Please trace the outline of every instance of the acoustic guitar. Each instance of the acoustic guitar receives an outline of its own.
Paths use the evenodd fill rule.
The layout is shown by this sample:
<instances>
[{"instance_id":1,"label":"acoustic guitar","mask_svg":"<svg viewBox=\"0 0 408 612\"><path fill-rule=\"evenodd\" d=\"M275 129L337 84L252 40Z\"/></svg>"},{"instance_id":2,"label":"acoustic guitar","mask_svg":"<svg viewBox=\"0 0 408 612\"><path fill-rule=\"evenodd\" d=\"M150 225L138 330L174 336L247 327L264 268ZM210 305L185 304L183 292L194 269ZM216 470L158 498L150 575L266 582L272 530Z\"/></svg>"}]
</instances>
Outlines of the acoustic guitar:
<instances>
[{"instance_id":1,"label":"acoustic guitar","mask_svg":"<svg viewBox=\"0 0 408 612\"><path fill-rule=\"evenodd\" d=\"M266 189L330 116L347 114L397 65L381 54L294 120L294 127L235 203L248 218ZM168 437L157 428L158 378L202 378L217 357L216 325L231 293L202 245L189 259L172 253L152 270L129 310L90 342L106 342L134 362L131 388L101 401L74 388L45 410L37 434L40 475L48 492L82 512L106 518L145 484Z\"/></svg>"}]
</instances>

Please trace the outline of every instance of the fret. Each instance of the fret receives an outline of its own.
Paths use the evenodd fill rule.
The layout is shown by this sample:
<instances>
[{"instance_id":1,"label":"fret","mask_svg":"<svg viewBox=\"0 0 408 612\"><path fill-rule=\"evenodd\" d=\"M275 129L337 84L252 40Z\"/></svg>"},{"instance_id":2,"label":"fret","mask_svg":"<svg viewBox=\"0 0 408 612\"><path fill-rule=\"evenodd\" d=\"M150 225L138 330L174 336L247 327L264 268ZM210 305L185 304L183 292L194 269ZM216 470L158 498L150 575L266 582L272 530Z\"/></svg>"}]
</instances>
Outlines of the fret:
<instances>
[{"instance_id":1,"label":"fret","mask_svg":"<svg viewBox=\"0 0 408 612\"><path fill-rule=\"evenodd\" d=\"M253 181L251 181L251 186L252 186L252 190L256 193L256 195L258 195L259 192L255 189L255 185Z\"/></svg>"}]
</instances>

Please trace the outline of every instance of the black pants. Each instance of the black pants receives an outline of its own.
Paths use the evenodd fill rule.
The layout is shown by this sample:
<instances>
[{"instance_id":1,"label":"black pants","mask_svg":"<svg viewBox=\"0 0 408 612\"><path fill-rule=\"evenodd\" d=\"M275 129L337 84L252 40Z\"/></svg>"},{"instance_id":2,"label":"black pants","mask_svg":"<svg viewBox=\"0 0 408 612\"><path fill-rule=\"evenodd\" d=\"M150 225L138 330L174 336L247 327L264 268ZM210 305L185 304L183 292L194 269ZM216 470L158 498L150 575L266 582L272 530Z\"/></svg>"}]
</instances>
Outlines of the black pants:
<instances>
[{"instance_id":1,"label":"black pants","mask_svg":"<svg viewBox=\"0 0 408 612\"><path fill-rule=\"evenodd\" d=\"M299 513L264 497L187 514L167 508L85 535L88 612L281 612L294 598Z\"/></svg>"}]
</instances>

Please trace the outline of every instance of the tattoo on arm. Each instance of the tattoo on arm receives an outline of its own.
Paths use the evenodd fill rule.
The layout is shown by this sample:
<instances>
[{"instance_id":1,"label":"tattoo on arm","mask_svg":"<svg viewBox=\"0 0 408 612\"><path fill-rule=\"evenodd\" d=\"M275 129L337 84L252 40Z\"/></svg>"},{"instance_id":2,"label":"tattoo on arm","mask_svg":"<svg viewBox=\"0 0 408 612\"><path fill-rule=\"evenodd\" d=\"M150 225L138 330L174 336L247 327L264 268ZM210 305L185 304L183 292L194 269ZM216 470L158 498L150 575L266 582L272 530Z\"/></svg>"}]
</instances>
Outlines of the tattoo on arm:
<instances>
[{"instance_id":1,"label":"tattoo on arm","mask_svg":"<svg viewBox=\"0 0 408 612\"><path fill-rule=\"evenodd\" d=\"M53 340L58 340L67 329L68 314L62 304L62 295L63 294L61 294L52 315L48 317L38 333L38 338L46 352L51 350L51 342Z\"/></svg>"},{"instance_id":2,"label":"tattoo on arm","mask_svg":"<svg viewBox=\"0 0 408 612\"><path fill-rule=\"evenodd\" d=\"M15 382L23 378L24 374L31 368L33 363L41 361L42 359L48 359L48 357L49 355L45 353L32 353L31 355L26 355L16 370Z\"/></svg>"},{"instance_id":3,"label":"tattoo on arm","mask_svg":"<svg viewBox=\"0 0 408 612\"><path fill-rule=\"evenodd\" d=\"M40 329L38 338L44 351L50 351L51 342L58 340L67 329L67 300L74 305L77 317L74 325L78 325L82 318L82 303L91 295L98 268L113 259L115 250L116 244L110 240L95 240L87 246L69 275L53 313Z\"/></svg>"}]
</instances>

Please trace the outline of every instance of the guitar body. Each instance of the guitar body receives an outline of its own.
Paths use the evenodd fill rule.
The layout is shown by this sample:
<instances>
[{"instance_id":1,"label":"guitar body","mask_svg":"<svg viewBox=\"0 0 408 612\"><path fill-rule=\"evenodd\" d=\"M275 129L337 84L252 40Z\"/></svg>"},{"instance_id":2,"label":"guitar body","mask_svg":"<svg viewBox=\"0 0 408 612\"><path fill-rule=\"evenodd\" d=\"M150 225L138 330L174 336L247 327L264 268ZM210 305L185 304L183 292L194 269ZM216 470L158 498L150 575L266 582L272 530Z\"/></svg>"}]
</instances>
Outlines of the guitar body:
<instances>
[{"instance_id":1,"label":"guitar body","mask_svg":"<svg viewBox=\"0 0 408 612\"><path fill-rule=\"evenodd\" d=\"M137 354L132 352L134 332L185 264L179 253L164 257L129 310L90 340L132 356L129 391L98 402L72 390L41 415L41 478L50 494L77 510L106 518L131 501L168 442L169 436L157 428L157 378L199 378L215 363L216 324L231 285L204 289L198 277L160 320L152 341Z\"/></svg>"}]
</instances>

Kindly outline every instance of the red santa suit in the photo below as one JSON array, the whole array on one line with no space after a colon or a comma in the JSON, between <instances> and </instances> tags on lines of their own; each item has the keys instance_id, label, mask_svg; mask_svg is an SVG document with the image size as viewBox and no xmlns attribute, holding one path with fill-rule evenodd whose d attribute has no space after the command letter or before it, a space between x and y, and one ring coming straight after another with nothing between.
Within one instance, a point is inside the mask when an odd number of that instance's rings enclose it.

**The problem:** Using the entries above, find all lines with "every". Copy them.

**Response to the exercise:**
Please trace the outline of every instance of the acoustic guitar. Each instance of the acoustic guitar receives an outline of its own.
Please trace the outline of every instance of the fret. Each instance of the fret receives an outline of its own.
Please trace the outline of every instance of the black pants. Each instance of the black pants receives an outline of its own.
Please trace the outline of every instance of the tattoo on arm. Each instance of the tattoo on arm receives an outline of its own.
Please trace the outline of every instance of the guitar body. Each instance of the guitar body receives an outline of its own.
Kindly outline every instance of the red santa suit in the photo below as one JSON array, the whole array on one line with no space after a colon or a comma in the JSON, between <instances> and </instances> tags on lines of their own; each item has the keys instance_id, label, mask_svg; mask_svg is an SVG document with the image size as viewBox and no xmlns attribute, holding one path with fill-rule evenodd whose d attribute has no space after the command letter or before it, a space between x and y, and one ring coming straight after another with nothing between.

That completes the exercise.